(Dataset extracts labeled with boxes)
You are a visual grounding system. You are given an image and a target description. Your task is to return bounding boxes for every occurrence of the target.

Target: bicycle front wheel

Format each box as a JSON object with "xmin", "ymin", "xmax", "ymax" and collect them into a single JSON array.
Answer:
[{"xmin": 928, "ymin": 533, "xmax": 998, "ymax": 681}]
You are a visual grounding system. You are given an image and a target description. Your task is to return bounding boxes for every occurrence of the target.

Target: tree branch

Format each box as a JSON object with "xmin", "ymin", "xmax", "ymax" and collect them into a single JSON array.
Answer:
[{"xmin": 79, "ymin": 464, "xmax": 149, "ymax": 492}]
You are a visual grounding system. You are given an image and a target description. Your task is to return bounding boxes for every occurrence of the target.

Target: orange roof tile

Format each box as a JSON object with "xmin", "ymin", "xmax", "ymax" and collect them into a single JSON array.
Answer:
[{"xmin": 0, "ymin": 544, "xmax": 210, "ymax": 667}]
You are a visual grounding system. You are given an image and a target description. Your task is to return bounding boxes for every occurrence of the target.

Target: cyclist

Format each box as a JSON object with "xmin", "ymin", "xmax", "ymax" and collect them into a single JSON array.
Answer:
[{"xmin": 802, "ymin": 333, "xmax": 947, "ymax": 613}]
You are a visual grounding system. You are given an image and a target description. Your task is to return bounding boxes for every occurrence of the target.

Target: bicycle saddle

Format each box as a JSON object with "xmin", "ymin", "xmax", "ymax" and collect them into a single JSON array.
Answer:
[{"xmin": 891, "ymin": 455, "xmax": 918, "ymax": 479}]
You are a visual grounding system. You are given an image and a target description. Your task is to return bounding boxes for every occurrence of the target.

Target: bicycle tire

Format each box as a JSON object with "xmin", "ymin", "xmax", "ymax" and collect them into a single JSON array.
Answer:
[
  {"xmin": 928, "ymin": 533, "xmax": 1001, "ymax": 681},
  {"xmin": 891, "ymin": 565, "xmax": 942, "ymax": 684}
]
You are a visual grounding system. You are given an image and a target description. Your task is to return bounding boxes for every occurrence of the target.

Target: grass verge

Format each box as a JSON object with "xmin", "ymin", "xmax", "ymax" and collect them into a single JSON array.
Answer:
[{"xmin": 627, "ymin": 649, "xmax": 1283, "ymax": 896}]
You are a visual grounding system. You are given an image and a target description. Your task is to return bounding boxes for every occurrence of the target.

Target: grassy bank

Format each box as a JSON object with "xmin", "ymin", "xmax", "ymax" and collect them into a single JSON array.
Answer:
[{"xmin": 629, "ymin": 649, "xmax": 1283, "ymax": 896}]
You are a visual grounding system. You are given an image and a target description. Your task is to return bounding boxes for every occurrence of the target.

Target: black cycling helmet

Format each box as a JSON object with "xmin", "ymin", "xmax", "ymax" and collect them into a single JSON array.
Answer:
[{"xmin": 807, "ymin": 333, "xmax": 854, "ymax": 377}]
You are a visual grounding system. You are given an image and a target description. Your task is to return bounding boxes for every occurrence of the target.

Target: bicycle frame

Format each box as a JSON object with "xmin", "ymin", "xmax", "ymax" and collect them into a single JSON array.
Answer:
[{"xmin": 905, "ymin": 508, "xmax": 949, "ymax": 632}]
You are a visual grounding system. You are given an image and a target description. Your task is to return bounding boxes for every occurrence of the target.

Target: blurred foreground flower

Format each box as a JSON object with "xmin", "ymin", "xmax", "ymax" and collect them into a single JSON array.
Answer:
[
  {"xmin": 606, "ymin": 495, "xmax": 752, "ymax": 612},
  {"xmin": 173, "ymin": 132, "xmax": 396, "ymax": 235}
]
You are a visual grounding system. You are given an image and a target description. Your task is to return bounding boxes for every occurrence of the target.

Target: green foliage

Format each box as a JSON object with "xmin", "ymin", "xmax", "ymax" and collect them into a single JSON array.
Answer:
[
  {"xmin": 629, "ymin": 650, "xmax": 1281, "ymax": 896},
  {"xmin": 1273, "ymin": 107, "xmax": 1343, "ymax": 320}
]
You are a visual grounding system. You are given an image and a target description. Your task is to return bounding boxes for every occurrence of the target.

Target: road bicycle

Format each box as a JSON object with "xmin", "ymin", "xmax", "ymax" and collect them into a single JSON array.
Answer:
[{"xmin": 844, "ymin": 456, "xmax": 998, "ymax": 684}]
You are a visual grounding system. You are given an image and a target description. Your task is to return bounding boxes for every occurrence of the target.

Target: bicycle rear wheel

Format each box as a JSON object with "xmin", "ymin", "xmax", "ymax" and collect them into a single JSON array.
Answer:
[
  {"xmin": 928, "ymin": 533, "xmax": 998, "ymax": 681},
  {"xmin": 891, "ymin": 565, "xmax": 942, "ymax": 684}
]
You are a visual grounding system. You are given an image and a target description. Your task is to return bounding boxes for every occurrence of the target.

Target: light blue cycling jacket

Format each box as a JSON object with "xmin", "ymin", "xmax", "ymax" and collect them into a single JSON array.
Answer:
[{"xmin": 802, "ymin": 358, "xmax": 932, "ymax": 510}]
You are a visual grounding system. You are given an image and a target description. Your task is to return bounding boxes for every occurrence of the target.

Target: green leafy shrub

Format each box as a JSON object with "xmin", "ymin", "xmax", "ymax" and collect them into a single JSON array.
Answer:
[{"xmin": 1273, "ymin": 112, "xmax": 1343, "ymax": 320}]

• DIRECTIONS:
Return each line of the listing that contains the word "green".

• OUTPUT OF THE TASK:
Target: green foliage
Target: green leafy shrub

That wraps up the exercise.